◆ Set exercise
All of the material below is to be retyped exactly.

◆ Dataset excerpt
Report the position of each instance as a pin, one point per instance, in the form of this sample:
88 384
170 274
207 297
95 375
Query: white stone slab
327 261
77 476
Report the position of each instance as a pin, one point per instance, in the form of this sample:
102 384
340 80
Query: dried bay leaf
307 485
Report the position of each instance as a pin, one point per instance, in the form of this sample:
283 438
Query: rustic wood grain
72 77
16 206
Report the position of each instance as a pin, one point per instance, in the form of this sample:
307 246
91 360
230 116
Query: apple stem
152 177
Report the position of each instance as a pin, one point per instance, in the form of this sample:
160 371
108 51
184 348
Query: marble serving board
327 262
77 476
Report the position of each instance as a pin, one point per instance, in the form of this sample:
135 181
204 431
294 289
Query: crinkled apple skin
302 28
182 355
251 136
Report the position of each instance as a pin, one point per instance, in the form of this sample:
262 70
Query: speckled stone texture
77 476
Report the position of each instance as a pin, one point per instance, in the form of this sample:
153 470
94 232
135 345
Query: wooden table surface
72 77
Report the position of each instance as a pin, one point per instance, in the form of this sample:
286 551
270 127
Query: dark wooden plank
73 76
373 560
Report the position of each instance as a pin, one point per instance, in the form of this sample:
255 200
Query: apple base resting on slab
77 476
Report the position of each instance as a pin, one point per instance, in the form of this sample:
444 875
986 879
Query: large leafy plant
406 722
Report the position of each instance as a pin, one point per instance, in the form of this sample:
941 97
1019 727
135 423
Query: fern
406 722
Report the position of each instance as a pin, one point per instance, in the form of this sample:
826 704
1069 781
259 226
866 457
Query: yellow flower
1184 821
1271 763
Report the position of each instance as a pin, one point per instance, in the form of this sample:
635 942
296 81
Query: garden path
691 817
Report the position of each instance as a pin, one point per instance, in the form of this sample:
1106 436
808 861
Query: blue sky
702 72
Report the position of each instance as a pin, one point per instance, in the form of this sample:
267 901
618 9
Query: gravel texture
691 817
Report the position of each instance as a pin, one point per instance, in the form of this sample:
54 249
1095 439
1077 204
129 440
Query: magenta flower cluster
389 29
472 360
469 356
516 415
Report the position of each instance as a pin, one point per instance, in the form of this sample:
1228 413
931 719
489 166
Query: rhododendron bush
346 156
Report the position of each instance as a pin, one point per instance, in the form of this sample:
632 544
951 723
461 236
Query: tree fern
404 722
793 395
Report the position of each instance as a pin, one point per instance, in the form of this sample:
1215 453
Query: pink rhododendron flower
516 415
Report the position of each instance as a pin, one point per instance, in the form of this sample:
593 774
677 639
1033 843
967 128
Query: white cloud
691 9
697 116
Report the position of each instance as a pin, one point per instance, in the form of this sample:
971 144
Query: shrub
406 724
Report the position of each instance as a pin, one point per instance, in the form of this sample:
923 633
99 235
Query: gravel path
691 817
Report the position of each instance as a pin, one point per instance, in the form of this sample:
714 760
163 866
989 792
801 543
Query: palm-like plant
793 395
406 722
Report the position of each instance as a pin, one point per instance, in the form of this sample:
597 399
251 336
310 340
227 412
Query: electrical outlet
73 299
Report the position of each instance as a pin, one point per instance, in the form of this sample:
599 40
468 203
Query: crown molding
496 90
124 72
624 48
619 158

◆ Output of the exercise
Report the position of each instance as a pin, one point per instance, in the form of this sample:
88 384
170 274
207 297
95 375
Query: white stone slab
327 261
77 476
Report the position of each instance as a pin, one point per instance, in the form of this sample:
102 384
340 80
Query: dried bay leaf
307 485
Report the position of each instance as a pin, one point per instance, in the form of this sample:
283 438
Query: rustic wood grain
72 77
16 206
Report the position of each instance as a pin, one point per instance, in the form of this sample:
307 246
91 360
230 116
Query: apple stem
152 177
Report the position of each instance as a pin, one point per instance, in the form of this sample:
160 371
108 51
184 348
Query: marble serving board
327 262
77 476
Report the position of each instance as a pin, one point per instance, in the form of this sample:
135 181
204 431
294 289
Query: crinkled apple skin
302 28
182 355
251 136
Report the position of each instance as a pin, one point per instance, in the form of this sample:
262 70
Query: speckled stone texture
77 476
Report the position of each instance as a pin, one point per instance, in the form of this sample:
153 470
94 232
135 345
Query: wooden table surface
72 77
Report the position of each instance as a pin, one point per instance, in the form of this sample:
286 551
270 127
Query: dark wooden plank
73 76
373 560
Report the position of each instance as a pin, one point per instance, in the form of this sample:
255 200
Query: apple base resting on slab
77 476
Report the position of each instance as a pin, one point per instance, in the form of this sample:
444 875
986 879
Query: large leafy plant
406 722
Report the position of each instance as a pin, one point per instance, in the form of this sample:
941 97
1019 727
135 423
Query: fern
406 722
Report the position of each instance as a pin, one point per instance, in the form of this sample:
826 704
1069 781
259 226
866 457
Query: yellow flower
1184 821
1271 763
Report the position of each instance as a pin, one point per instance, in the form of this sample:
635 942
296 81
Query: garden path
691 817
Report the position of each instance as a pin, one point per instance, in the form of this sample:
1106 436
808 861
Query: blue sky
702 72
Report the position of each instance as a pin, one point per instance, in the form of this sample:
267 901
618 9
Query: gravel texture
691 817
Report the position of each instance as a pin, one point per instance, in the form of this sample:
54 249
1095 439
1077 204
129 440
Query: magenta flower cluster
389 29
472 360
469 356
516 415
Report the position of each instance as a pin, one point per instance, in the form of this sample:
1228 413
931 719
489 166
Query: rhododendron bush
346 156
Report the position of each instance as a pin, one point per instance, in the form of this sample:
632 544
951 723
461 236
Query: tree fern
404 722
793 395
Report the position of each instance as a pin, one point per instance, in the form of this sample:
1215 453
Query: pink rhododendron flower
516 415
Report the position of each instance as a pin, one point per instance, in the form of this sample:
593 774
677 639
1033 843
967 128
Query: white cloud
691 9
697 116
Report the position of each instance as a pin, one point per instance, in the form of this sample:
971 144
Query: shrub
406 724
Report the position of each instance as a pin, one point per instance, in the form of this sample:
923 633
99 235
Query: gravel path
691 817
Report the position of each instance as a pin, one point per instance, in the form of this sample:
714 760
163 866
989 792
801 543
Query: palm-like plant
793 395
406 722
Report the position of each instance as a pin, one point per instance, in the form of this sample:
597 399
251 336
310 340
227 412
Query: electrical outlet
73 299
Report the position of each instance as a pin, one point per instance, in the form of this sample:
599 40
468 203
Query: crown molding
496 90
124 72
624 48
619 158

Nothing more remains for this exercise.